WHAT NEEDS TO BE DONE: Copy the passage of the APRS mailing-list post that begins at the words "I don't think" and stops after the words "for ham radio.".
*** DOCUMENT SECTION Section Begins ***
[aprssig] APRS Open Spec
Ron McCoy
rmccoylist at blueantservices.com
Sun Sep 28 11:12:15 EDT 2008
<sigh>
As I said, in part of my post that you elided, "I have no interest in
stealing anyone's IP."
What is it about hams that makes it so hard to form cooperative groups?
I don't think anything about my post was provocative. I went out of my
way to praise the work that Bob and others have done here. Far more than
I ever have. If my tone came across as something else, sorry to everyone
who took it that way.
I guess I'll just retire to lurking again. <I just deleted some snarky
comments I was writing about happiness with the state of APRS. It's
exactly the type of comment that antagonizes people without moving the
group forward>
I've been having a great time working on Arduino projects with a local
group of people who love to invent, repurpose and extend technology. My
own perception--not trying to project it on anyone else or claim it is
true for all--is that that time is past for ham radio.
Steve Dimse wrote:
> On Sep 28, 2008, at 8:43 AM, Ron McCoy wrote:
>
>
>> Thanks, Steve.
>>
>> Can you tell me how this would be construed as commercial copying?
>>
>
> It isn't and I didn't say it was. Editing and publishing a changed
> document is what is not "non-commercial copying". Copy means copy, not
> edit and disseminate.
>
>> As far as I've seen, there is no longer an APRS Working Group.
*** DOCUMENT SECTION Section Ends ***
*** PROVIDED INFORMATION Section Begins ***
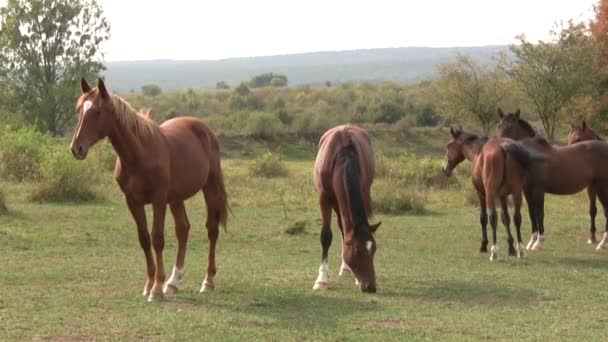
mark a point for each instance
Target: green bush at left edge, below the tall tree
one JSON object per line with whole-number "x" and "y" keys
{"x": 20, "y": 153}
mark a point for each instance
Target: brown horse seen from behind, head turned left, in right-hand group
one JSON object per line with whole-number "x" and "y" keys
{"x": 499, "y": 167}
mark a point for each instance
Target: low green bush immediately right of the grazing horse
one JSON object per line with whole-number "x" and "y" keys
{"x": 391, "y": 198}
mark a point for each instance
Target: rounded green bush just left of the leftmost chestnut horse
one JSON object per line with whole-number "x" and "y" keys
{"x": 65, "y": 179}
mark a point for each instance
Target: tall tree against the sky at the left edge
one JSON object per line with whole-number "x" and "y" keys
{"x": 45, "y": 47}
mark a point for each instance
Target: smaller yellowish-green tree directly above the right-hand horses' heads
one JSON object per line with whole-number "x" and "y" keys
{"x": 472, "y": 91}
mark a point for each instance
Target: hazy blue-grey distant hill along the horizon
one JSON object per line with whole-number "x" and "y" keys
{"x": 402, "y": 65}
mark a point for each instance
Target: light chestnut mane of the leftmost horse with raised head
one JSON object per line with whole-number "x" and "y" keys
{"x": 139, "y": 123}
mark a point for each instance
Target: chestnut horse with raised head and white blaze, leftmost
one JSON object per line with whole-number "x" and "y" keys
{"x": 161, "y": 165}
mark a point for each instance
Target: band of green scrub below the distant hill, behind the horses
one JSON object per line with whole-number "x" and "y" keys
{"x": 303, "y": 111}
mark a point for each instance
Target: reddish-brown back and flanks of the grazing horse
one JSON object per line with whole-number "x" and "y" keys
{"x": 331, "y": 143}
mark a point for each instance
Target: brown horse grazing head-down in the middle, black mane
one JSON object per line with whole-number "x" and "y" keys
{"x": 343, "y": 174}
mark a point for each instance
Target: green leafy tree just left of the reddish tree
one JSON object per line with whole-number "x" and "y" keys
{"x": 554, "y": 73}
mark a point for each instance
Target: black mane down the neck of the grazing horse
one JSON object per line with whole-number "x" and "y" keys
{"x": 349, "y": 158}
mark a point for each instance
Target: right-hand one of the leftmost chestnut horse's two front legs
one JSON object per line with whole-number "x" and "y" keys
{"x": 158, "y": 242}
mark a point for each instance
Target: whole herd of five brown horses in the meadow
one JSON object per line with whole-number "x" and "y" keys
{"x": 169, "y": 163}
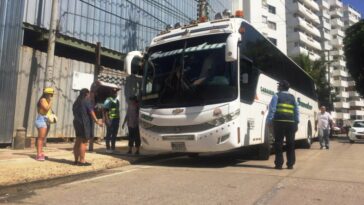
*** PROVIDED INFORMATION Section Ends ***
TASK ANSWER:
I don't think anything about my post was provocative. I went out of my
way to praise the work that Bob and others have done here. Far more than
I ever have. If my tone came across as something else, sorry to everyone
who took it that way.
I guess I'll just retire to lurking again. <I just deleted some snarky
comments I was writing about happiness with the state of APRS. It's
exactly the type of comment that antagonizes people without moving the
group forward>
I've been having a great time working on Arduino projects with a local
group of people who love to invent, repurpose and extend technology. My
own perception--not trying to project it on anyone else or claim it is
true for all--is that that time is past for ham radio.